AANGELEVERDE ITEMS –
● ● ● ● ● ● ●
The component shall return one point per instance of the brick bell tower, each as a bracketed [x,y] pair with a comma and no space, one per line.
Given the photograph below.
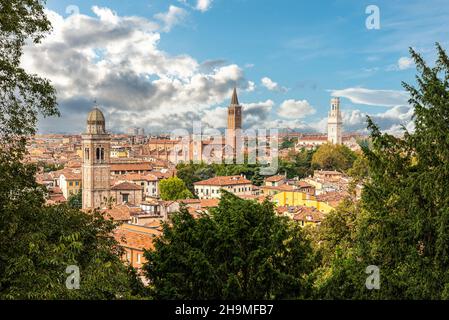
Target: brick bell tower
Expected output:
[234,121]
[334,123]
[96,144]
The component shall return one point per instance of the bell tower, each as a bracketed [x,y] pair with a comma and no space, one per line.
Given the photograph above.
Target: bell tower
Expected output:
[334,123]
[96,163]
[234,121]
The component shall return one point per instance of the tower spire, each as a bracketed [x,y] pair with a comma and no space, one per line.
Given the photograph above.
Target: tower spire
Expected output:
[234,100]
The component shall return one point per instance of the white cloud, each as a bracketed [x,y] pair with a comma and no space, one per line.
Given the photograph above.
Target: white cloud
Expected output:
[255,115]
[405,63]
[271,85]
[116,60]
[172,17]
[385,98]
[203,5]
[295,109]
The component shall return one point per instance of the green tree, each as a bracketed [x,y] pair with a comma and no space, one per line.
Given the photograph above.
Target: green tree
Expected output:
[405,225]
[297,164]
[242,250]
[333,157]
[174,189]
[287,143]
[403,221]
[39,242]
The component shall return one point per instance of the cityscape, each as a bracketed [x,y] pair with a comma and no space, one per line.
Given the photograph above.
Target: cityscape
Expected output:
[196,151]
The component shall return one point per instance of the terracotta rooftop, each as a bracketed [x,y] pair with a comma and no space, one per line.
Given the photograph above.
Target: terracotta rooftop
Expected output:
[139,177]
[126,186]
[275,178]
[136,237]
[121,212]
[209,203]
[143,166]
[223,181]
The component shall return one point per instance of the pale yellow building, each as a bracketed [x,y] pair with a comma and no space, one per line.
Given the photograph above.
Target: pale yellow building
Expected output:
[294,198]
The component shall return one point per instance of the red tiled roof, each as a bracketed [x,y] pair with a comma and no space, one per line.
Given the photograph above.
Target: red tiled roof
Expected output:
[126,186]
[121,212]
[275,178]
[209,203]
[143,166]
[139,177]
[223,181]
[136,237]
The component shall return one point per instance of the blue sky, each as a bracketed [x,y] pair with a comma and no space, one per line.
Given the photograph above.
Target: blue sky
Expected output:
[287,57]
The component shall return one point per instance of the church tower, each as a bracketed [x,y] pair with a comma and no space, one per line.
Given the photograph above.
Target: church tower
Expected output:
[234,121]
[334,123]
[96,168]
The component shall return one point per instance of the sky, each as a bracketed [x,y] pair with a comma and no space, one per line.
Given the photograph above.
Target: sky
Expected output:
[162,65]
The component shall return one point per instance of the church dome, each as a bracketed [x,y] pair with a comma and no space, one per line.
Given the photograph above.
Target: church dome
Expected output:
[96,123]
[95,116]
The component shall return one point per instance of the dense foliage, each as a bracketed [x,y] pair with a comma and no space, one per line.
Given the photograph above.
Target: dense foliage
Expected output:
[242,250]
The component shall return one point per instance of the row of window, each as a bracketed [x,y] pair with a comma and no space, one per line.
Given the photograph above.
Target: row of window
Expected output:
[243,189]
[99,153]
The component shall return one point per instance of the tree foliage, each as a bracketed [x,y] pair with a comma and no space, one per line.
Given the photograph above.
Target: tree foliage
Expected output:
[242,250]
[333,157]
[403,217]
[39,242]
[174,189]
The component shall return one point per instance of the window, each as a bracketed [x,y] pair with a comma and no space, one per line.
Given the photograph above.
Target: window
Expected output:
[125,197]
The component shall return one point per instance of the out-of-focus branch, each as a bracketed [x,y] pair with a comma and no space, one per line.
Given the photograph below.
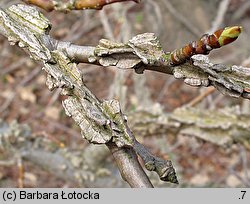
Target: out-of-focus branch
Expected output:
[100,122]
[221,127]
[85,167]
[50,5]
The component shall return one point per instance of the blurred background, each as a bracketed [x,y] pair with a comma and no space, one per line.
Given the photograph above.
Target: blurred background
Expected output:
[202,155]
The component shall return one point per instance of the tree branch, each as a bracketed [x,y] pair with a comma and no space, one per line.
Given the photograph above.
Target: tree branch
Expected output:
[100,122]
[50,5]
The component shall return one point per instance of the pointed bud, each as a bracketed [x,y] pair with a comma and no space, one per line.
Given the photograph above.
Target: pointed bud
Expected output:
[229,34]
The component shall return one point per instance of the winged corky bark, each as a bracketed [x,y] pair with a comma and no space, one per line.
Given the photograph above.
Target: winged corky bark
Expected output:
[100,122]
[50,5]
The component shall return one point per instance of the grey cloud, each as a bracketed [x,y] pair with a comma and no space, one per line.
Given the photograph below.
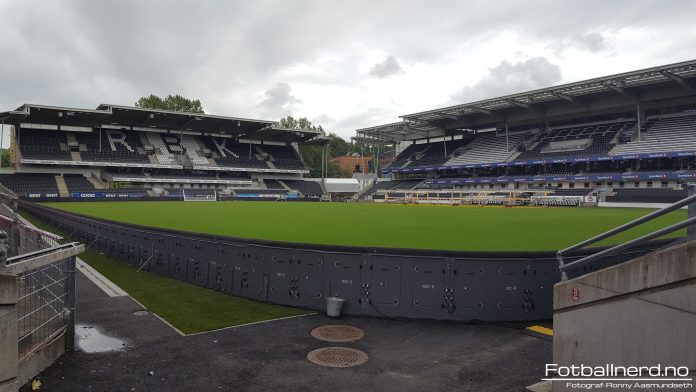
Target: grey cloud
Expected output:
[389,67]
[593,42]
[508,78]
[278,101]
[82,52]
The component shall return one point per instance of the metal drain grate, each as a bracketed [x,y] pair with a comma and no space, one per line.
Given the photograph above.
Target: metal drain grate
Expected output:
[337,333]
[340,357]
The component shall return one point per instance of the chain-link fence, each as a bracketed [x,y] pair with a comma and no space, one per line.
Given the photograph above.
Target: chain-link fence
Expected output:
[42,271]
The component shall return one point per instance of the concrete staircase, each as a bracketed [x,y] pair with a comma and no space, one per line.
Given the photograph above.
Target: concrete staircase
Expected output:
[62,186]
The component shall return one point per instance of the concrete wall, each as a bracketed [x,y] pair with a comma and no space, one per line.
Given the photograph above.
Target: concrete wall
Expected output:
[639,313]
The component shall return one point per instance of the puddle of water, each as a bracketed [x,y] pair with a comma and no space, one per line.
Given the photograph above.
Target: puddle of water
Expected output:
[91,340]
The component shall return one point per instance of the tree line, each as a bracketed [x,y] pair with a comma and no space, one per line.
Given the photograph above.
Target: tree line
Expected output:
[310,154]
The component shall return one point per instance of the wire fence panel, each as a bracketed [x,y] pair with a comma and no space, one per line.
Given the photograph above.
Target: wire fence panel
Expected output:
[45,305]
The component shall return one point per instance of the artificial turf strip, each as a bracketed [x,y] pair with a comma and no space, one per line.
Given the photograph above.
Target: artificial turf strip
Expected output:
[379,225]
[188,307]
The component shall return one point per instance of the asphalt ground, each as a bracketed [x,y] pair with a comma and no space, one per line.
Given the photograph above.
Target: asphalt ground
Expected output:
[271,356]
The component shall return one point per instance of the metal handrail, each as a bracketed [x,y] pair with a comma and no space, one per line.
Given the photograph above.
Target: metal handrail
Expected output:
[562,266]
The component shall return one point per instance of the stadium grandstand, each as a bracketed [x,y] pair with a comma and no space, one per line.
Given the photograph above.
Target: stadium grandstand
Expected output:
[627,138]
[120,152]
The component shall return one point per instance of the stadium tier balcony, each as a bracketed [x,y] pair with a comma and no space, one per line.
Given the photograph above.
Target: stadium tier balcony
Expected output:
[667,134]
[646,195]
[25,183]
[112,146]
[273,184]
[231,153]
[576,142]
[42,144]
[78,183]
[284,157]
[307,188]
[434,155]
[261,191]
[488,148]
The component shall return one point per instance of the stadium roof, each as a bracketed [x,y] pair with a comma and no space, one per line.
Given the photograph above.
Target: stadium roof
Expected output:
[106,114]
[616,92]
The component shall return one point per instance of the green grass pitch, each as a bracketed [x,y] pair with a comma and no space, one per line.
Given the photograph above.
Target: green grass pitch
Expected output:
[378,225]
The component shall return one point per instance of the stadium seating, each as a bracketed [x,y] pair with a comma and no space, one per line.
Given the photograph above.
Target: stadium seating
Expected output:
[231,153]
[41,144]
[575,142]
[487,148]
[112,146]
[78,183]
[273,184]
[435,155]
[646,195]
[665,135]
[307,188]
[283,157]
[25,183]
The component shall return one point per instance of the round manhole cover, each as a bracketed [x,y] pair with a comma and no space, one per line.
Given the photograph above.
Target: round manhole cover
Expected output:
[337,333]
[337,357]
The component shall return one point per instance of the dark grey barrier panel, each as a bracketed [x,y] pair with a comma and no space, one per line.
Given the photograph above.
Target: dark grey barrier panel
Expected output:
[200,254]
[343,274]
[384,285]
[249,279]
[281,270]
[309,282]
[178,261]
[160,257]
[489,286]
[429,287]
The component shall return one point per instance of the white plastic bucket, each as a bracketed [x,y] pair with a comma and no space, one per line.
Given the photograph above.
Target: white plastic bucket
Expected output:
[334,305]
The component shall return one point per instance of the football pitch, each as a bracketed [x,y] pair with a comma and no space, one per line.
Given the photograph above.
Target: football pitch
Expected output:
[379,225]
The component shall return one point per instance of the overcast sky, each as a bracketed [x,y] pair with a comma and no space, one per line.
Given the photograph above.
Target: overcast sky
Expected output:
[342,64]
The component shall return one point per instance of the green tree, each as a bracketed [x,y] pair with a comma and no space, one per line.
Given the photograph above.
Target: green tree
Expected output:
[312,154]
[175,103]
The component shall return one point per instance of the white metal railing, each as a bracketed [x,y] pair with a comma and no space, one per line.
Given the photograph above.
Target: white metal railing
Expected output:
[690,221]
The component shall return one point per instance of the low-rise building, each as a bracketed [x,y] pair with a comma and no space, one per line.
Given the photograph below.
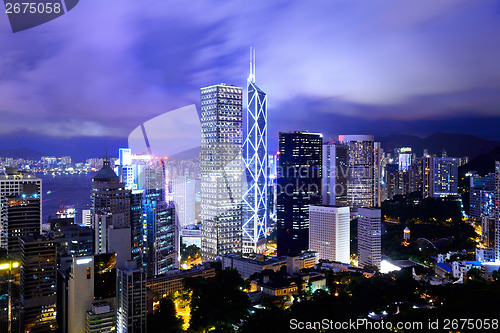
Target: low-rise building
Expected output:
[441,269]
[246,267]
[307,259]
[101,319]
[163,285]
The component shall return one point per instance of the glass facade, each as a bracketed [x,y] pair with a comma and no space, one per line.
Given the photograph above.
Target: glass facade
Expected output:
[221,170]
[255,197]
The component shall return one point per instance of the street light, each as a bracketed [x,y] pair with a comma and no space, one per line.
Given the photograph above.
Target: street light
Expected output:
[9,266]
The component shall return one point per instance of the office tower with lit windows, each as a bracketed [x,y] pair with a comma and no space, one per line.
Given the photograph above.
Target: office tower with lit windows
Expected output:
[404,158]
[23,216]
[125,168]
[221,170]
[329,232]
[415,175]
[361,178]
[166,239]
[80,294]
[369,237]
[20,207]
[440,176]
[38,283]
[482,196]
[110,214]
[445,177]
[136,225]
[184,195]
[299,185]
[255,196]
[131,299]
[102,318]
[378,153]
[497,210]
[110,197]
[335,171]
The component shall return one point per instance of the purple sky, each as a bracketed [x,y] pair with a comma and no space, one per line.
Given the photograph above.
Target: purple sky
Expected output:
[376,67]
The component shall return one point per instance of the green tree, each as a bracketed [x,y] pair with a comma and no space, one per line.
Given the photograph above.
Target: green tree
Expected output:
[217,302]
[164,319]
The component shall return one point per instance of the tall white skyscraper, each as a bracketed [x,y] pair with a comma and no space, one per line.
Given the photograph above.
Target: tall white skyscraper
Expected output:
[369,237]
[497,210]
[329,232]
[255,198]
[21,194]
[221,170]
[131,299]
[363,184]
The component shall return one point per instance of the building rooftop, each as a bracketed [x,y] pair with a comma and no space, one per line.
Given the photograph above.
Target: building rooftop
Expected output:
[105,173]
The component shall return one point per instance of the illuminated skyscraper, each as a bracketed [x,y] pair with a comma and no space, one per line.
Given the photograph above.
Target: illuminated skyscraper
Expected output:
[255,197]
[335,171]
[299,185]
[221,170]
[20,207]
[497,210]
[369,237]
[131,299]
[329,230]
[363,171]
[440,176]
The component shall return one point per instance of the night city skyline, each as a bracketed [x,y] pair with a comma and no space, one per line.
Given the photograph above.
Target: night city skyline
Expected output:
[339,67]
[264,166]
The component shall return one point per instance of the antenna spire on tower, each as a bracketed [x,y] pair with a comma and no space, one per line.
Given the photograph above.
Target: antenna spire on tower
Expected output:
[251,77]
[253,60]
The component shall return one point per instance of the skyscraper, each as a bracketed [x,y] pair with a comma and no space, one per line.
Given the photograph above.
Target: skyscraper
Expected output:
[131,299]
[361,179]
[482,196]
[369,237]
[166,238]
[255,196]
[299,185]
[109,196]
[38,283]
[329,232]
[184,194]
[221,170]
[335,172]
[20,207]
[445,177]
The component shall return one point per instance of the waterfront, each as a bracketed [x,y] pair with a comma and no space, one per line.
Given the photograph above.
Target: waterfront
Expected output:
[72,189]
● ● ● ● ● ● ●
OPDRACHT – Wissel in het stuk vanaf de regel met "the waterfront, each" tot en met het einde van de items "photograph" om voor "image". Geef dat stuk verder ongewijzigd opnieuw weer.

SCHRIFTELIJK ANTWOORD –
The component shall return one point per instance of the waterfront, each as a bracketed [x,y] pair with a comma and no space, one per line.
Given the image above.
Target: waterfront
Expected output:
[72,189]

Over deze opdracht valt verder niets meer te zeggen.